You see my point, anyway.

Football fans know, to the same degree of certainty that the sun will rise tomorrow, that virtually all the stories propagated in the fever of the transfer window are complete fabrications. Even stories that may have a legitimate source are essentially worthless as there a wide range of factors that can scupper any deal happening even if Club A actually does want to buy Player X. However, despite having this knowledge I read the Gossip Column section of the BBC Sport website today and I will read it again tomorrow. So what exactly is my problem?

There has to be clue in the fact that the BBC even call that section the ‘Gossip Column’. Maybe all this rumour is feeding a need in the football fan akin to the need that celebrity gossip magazines fulfil for those people that like celebrity gossip. ‘Spurs to swoop for Tevez’ becomes the football equivalent of ‘Brad Pitt romantically linked to Ann Widdecome’, they probably have about the same basis in fact as well. A friend of mine who is not a fan once described football as ‘a soap opera for men’. Leaving aside the fact that some women like the game too, I fear that this is getting closer and closer to the truth. However there are factors to consider in the rise and rise of the transfer window.

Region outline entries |

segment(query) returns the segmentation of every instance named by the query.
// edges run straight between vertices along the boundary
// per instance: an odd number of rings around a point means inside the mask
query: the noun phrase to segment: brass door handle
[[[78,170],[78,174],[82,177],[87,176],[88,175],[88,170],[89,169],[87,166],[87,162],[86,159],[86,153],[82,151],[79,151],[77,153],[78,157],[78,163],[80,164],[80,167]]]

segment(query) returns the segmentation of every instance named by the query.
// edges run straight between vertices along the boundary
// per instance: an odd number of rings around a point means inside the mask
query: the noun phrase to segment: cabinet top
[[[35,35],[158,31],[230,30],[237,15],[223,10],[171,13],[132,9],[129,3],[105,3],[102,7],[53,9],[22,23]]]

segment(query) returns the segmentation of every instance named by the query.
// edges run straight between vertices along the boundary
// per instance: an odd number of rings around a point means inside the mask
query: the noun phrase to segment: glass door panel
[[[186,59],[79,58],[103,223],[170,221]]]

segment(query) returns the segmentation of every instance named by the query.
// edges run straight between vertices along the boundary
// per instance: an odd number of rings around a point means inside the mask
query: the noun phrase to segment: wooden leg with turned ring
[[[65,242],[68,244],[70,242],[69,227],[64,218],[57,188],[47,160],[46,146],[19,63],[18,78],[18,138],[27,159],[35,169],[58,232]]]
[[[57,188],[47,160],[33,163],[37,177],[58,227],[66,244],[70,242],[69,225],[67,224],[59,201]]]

Requirements |
• A. Using the passage on transfer gossip, answer these:
(i) Which section of the BBC Sport website does the writer say they read today?
(ii) How did a friend who is not a fan once describe football?
(iii) Which headline is given as the football equivalent of "Brad Pitt romantically linked to Ann Widdecome"?
• B. Output the passage on transfer gossip word for word, from "Football fans know, to" to "is my problem?".
The records play no part in any of this.

Answers in order |
• A.
(i) The Gossip Column section.
(ii) As "a soap opera for men."
(iii) "Spurs to swoop for Tevez."

• B.
Football fans know, to the same degree of certainty that the sun will rise tomorrow, that virtually all the stories propagated in the fever of the transfer window are complete fabrications. Even stories that may have a legitimate source are essentially worthless as there a wide range of factors that can scupper any deal happening even if Club A actually does want to buy Player X. However, despite having this knowledge I read the Gossip Column section of the BBC Sport website today and I will read it again tomorrow. So what exactly is my problem?